Records from a data collection:
[Start]

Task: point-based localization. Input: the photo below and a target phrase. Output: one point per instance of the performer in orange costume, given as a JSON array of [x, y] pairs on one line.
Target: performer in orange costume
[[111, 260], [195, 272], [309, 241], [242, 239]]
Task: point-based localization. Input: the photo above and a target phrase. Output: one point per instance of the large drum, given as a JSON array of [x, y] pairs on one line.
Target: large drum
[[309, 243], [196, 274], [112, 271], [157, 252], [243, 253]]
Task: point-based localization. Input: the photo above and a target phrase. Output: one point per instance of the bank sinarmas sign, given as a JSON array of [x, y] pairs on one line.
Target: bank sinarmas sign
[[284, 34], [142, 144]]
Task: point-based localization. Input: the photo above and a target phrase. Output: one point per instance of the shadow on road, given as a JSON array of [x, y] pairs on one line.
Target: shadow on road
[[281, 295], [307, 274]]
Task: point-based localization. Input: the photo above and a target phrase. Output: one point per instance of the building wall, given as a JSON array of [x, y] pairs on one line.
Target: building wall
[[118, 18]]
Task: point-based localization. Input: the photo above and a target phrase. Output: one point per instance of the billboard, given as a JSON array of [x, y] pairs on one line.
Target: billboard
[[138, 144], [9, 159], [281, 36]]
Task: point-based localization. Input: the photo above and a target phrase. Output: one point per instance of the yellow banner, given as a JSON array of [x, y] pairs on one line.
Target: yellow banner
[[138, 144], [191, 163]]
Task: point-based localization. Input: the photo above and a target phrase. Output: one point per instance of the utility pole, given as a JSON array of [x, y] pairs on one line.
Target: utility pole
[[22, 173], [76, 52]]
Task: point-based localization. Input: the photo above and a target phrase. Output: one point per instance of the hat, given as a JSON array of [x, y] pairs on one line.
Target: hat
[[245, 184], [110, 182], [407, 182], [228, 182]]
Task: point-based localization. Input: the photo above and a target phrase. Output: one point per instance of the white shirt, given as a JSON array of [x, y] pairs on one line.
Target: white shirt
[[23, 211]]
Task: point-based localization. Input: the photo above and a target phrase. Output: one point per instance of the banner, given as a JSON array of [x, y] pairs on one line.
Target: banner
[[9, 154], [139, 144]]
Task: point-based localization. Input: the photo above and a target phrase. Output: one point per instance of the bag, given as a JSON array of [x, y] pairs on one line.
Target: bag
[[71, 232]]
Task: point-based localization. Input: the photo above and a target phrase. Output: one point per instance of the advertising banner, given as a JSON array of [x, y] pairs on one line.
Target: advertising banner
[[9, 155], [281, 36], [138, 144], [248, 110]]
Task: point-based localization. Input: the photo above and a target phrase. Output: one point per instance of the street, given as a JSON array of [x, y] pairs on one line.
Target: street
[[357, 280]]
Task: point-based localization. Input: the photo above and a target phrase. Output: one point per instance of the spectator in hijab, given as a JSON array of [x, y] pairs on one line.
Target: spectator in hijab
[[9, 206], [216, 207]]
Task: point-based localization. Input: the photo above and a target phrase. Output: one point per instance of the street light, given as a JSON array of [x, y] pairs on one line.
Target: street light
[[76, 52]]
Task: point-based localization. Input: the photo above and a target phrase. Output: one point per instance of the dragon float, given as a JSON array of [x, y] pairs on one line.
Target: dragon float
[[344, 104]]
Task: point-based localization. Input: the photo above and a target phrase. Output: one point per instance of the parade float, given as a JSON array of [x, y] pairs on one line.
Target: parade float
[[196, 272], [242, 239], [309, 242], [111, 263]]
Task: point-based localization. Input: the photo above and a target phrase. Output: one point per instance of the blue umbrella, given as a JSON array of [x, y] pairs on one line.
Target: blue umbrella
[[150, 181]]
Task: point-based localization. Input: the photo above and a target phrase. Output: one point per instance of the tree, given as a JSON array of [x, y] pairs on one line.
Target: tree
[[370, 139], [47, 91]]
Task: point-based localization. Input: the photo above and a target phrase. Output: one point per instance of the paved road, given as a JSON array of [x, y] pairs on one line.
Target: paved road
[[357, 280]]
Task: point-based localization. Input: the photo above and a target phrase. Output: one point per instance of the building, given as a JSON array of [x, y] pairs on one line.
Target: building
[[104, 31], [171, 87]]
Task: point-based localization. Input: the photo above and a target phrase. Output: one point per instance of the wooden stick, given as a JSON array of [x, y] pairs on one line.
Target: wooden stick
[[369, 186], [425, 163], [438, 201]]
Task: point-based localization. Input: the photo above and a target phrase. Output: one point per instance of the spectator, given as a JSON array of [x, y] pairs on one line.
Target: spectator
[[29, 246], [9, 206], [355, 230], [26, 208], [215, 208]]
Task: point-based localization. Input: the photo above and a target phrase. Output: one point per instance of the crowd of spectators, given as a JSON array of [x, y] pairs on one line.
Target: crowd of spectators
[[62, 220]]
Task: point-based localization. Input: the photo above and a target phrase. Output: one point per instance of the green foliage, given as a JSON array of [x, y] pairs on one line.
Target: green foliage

[End]

Edit the records above so that every "point-based localization" becomes "keypoint localization", keeping all other text the same.

Answer for this exercise:
Task: keypoint localization. Input: the photo below and a target phrase. Output: one point per instance of the performer in orange costume, given as a JSON array of [x, y] pairs on one line.
Target: performer in orange costume
[[111, 260], [195, 272], [309, 241], [242, 239]]
Task: keypoint localization. Input: the photo above and a target phrase. Output: one point per instance of the large drum, given as a JSON array of [x, y] pairs on one line.
Target: large drum
[[309, 243], [196, 274], [112, 271], [157, 252], [243, 253]]
Task: keypoint localization. Input: the photo above and a target phrase. Output: one point per instance of the bank sinarmas sign, given as a JSON array of [x, y] pairs on one line.
Target: bank sinarmas sign
[[284, 34], [142, 144]]
Task: keypoint localization. Input: the photo above and a target phrase. Output: one point per instance of the shadow on road, given as a JSON array of [x, y] pairs on one line.
Target: shadow on road
[[281, 295], [307, 274]]
Task: keypoint localization. Input: the photo above and a target phrase. Output: one point per instance of the building wall, given as a JSON array of [x, y] pairs on one line.
Target: building wall
[[118, 18]]
Task: keypoint localization. Input: the photo above and a target phrase. Output: one point per instance of the billboard, given as a JSON array of [x, y] pairs on one line.
Target: billboard
[[138, 144], [9, 159], [281, 36]]
Task: keypoint localization. Input: the photo above and a target phrase. Output: one point per instance of the yellow banner, given as a JSON array of [x, y] pairs on one line.
Target: yellow banner
[[138, 144], [191, 163]]
Task: keypoint localization. Input: the photo above and a target phrase. Output: one point per instance of the utility pole, given as a JSON array of [x, y] pairs on one line.
Target: utility pole
[[22, 173], [76, 52]]
Task: keypoint localization. Input: the photo above and a target phrase. Output: one point per instance of the hat, given as a JSON array of [x, y] pairs on one line.
Target: hat
[[245, 184], [110, 182], [407, 182], [228, 182]]
Task: keypoint localization. Input: the photo above and a target phrase. Output: one point per instance of the white shirt, given as a JSON array of [x, y] pairs on one line.
Target: white shirt
[[23, 211]]
Task: keypoint localization. Input: the photo above and a target phrase. Output: one point per instance of the banner, given as a JSON array of [x, y] pairs on one line.
Target: banner
[[9, 154], [139, 144]]
Task: keypoint localization. Input: the photo above and a target phrase. Output: one point per instance of the bag, given as a JSON array of [x, y] pairs on one line.
Target: bag
[[71, 232]]
Task: keypoint localization. Input: the photo above and a target phrase. Output: one point per instance of the advertising banner, given as a JSON array of [x, y] pairs on one line.
Target: advertising banner
[[9, 155], [281, 36], [138, 144], [248, 110]]
Task: keypoint localization. Input: the photo above and a target phrase. Output: one point per instance of the street, given as a JSON array of [x, y] pairs on one line.
Target: street
[[357, 280]]
Task: keypoint localization. Input: the photo above and a target phrase. Output: one point per instance of the spectator in hijab, given as a JSON array of [x, y] pairs on one line.
Target: spectator in hijab
[[9, 206], [216, 207]]
Task: keypoint localization. Input: the photo above and a target phrase. Output: one point per instance of the street light, given as a JSON array of [x, y] pairs on one line.
Target: street light
[[76, 52]]
Task: keypoint localization. Input: the photo above and a target phrase. Output: one point per instance of the dragon float, given as a JSON array of [x, y] pairs on one line.
Target: dragon float
[[344, 104]]
Task: keypoint localization. Input: the photo above and a target phrase. Output: one point per instance of the parade float, given as a JSON array of [x, y] pairs on one line.
Target: parade float
[[196, 272], [242, 239], [309, 242], [111, 263]]
Task: keypoint localization. Input: the photo above and a target phrase. Output: one point per instance of the blue umbrella, given as a JSON array of [x, y] pairs on one line.
Target: blue umbrella
[[150, 181]]
Task: keypoint localization. Input: the photo above and a target phrase. Output: one point per instance of the tree, given as a JSON array of [x, y] pairs on one line.
Target: tree
[[370, 139], [47, 91]]
Task: keypoint localization. Input: the photo above and a target phrase. Output: one point per instance of the paved road, given as a JSON array of [x, y] pairs on one line.
Target: paved road
[[357, 280]]
Task: keypoint localization. Input: the photo above and a target phrase. Output: one point per instance of the building, given as a JSON array of [x, y] pairs on one line.
Target: building
[[104, 31], [171, 87]]
Task: keypoint localization. Input: the photo above and a target phrase. Output: one point per instance of the wooden stick, given as a JSON array of [x, y] pairs on one line.
Target: wooden stick
[[369, 186], [425, 163], [438, 201]]
Task: keypoint localization. Input: the photo above and a target phrase. Output: one point per instance of the spectator, given as a JSON array of [x, y] pairs on one line.
Target: spectator
[[29, 246], [9, 206], [355, 230], [26, 208], [215, 208]]
Task: keypoint localization. Input: the photo above and a target phrase. Output: one point per instance of the crowd of spectators, given as a JSON array of [x, y] pairs on one line.
Target: crowd of spectators
[[62, 220]]
Task: keypoint localization. Input: the photo above and a target phrase. Output: one point per instance of the green foliage, given as a JSON array of [x, y] pairs on one line.
Target: green foliage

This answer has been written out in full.